***** 本文抜粋 *****

寝違えが、腋窩神経(脇にある神経)に影響を及ぼすことはありますか?

寝違え・首の怪我・痛み
寝違えは首や肩周りの筋肉の炎症や過緊張が主な原因ですが、その症状が腋窩神経(えきかじんけい)に直接的な影響を及ぼすことは非常に稀であると考えられています
しかし、間接的に関連する可能性はゼロではありません。

寝違えが腋窩神経に影響を及ぼすことはありますか?

腋窩神経とは

腋窩神経は、腕神経叢(わんしんけいそう)と呼ばれる神経の束の一部で、脇の下(腋窩)を通り、肩の三角筋や小円筋といった筋肉を支配し、肩の外側の皮膚の感覚を司る重要な神経です。主に肩を上げる動作や、腕を外側に回す動作に関与しています。

 

寝違えと腋窩神経の関連性が低い理由

寝違えの主な影響部位は、首の後ろから肩にかけての筋肉(僧帽筋、肩甲挙筋、板状筋、胸鎖乳突筋など)です。これらの筋肉の緊張や炎症が、主に首の可動域制限や痛みを引き起こします。

一方、腋窩神経は、首の神経根から鎖骨の下を通り、腕神経叢を経て脇の下へと走行しています。寝違えで炎症を起こしやすい首の表層や深層の筋肉と、腋窩神経の走行経路は直接的に重なる部分が少なく、寝違えが原因で腋窩神経が直接圧迫されたり損傷したりするケースは一般的ではありません。

 

間接的な影響の可能性と注意点

ごく稀に、以下のような状況で間接的な関連が考えられるかもしれません。

  • 広範囲な炎症や強い筋緊張: 寝違えの症状が非常に重く、首から肩甲骨、上腕にかけて広範囲に炎症や強い筋肉の緊張が波及した場合、周辺の神経に影響が及ぶ可能性も理論上は考えられます。しかし、その場合でも腋窩神経が直接的な影響を受けるよりは、腕神経叢の他の神経(例えば、橈骨神経や正中神経)に症状が出ることの方が多いでしょう。

***** 提供データ *****

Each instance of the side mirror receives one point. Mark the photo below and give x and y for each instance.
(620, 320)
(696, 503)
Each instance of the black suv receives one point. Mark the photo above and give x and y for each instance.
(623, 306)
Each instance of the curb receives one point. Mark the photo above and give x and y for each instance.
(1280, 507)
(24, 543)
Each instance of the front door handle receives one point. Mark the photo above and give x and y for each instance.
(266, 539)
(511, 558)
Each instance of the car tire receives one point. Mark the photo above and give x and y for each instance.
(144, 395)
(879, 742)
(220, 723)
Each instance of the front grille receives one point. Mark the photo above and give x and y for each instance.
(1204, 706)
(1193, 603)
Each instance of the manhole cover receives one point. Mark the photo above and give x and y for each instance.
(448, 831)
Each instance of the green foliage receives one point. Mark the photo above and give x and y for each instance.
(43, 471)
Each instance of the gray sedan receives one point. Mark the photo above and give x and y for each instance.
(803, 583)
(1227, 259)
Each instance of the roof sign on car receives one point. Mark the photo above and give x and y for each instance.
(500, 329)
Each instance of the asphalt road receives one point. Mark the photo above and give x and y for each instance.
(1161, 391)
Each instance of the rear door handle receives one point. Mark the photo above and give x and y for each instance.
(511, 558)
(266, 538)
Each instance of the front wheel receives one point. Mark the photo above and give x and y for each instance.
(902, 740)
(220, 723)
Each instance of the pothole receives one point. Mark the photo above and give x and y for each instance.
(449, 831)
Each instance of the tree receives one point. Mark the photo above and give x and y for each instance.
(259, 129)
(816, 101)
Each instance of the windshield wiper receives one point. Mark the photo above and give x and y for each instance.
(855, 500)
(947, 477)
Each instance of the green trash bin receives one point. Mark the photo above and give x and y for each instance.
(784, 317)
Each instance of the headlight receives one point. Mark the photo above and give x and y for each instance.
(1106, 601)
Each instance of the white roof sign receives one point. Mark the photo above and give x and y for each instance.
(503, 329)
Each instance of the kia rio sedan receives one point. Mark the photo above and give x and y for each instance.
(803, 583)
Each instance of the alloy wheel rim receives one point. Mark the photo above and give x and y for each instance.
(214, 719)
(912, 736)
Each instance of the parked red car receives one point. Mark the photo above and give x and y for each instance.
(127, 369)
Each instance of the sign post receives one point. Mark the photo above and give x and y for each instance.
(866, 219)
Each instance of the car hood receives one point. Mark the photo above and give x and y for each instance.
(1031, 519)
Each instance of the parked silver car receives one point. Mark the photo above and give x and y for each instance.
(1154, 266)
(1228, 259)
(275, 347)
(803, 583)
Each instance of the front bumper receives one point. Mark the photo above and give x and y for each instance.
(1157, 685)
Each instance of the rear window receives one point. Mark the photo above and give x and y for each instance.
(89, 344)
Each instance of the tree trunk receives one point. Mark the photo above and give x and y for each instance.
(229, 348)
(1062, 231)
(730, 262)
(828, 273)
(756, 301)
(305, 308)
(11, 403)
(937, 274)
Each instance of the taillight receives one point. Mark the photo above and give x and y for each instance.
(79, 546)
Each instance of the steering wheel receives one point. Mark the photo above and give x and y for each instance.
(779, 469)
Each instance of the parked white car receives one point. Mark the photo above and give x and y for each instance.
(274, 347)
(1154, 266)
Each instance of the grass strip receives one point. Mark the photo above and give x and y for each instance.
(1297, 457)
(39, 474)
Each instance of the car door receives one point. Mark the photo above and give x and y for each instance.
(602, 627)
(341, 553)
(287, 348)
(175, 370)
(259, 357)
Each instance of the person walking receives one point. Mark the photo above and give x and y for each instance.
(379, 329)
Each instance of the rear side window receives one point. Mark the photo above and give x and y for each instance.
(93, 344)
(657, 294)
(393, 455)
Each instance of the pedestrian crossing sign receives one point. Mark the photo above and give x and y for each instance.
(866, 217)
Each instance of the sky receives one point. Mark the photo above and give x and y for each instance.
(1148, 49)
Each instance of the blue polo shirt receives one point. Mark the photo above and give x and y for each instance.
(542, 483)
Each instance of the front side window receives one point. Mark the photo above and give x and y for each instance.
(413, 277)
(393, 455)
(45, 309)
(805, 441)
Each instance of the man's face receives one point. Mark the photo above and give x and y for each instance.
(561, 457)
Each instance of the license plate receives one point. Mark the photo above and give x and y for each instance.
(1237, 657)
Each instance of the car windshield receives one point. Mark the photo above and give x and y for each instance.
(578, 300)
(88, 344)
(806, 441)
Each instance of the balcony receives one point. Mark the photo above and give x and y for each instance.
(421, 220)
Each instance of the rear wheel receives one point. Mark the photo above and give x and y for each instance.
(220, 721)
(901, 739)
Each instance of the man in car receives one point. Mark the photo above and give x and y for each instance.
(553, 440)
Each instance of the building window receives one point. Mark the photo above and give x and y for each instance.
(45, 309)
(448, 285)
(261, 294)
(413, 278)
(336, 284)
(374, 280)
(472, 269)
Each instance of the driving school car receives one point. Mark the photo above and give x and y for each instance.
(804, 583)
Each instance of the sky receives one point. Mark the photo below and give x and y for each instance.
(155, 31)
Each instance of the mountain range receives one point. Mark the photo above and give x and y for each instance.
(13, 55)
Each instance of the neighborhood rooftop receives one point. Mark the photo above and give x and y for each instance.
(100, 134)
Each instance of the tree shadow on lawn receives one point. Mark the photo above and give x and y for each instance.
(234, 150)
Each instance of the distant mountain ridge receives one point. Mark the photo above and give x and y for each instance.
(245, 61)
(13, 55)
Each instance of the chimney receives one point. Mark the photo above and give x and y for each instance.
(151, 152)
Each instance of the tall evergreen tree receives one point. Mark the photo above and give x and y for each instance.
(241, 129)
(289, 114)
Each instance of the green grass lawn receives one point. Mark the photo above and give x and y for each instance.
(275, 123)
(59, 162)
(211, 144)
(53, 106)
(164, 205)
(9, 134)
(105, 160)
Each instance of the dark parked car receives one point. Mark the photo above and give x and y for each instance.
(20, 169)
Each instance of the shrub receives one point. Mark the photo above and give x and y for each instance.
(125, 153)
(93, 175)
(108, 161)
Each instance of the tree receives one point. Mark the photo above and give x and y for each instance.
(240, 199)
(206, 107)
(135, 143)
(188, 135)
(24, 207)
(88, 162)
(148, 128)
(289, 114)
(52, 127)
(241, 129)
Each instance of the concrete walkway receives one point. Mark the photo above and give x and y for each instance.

*****

→ **設問**
(1) 寝違えと腋窩神経についての文章を読み、次の問いに答えてください。
(a) 寝違えの主な原因は何だとされていますか?
(b) 腋窩神経が支配する筋肉として挙げられているのはどれですか?
(c) 炎症が広範囲に波及した場合、腋窩神経よりも症状が出ることが多いとされる神経の例は何ですか?
(2) 寝違えと腋窩神経についての文章を、最後の文の後から書き進めてください。

→ **各設問の解答**
(1)
(a) 首や肩周りの筋肉の炎症や過緊張
(b) 肩の三角筋と小円筋
(c) 橈骨神経と正中神経

(2)
  • 複合的な要因: 寝違えと同時に、別の原因で肩関節周辺に問題(例えば、肩関節の不安定性や脱臼しかけの状態など)が生じており、それが腋窩神経に影響を与えている可能性も考えられます。この場合、寝違え自体が腋窩神経に影響を与えているのではなく、根本に別の原因があることになります。

 

腋窩神経の症状と医療機関受診の目安

もし、寝違えの症状に加えて、以下のような腋窩神経の症状が顕著に現れている場合は、単なる寝違えではない他の原因が考えられます。

  • 肩が上がらない(三角筋の麻痺): 特に腕を真横に持ち上げる動作ができない、または非常に困難。
  • 肩の外側の感覚の鈍さやしびれ: 肩のデルタ部分(三角筋を覆う部分)の皮膚の感覚が鈍い、またはしびれる。
  • 肩関節の不安定感

これらの症状が見られる場合は、自己判断せずに速やかに整形外科を受診してください。 腋窩神経の損傷や圧迫は、治療が遅れると回復が難しくなることもあるため、専門医による正確な診断と適切な治療が必要です。

腕が極端にしびれている場合は、接骨院ではなく整形外科を受診してください。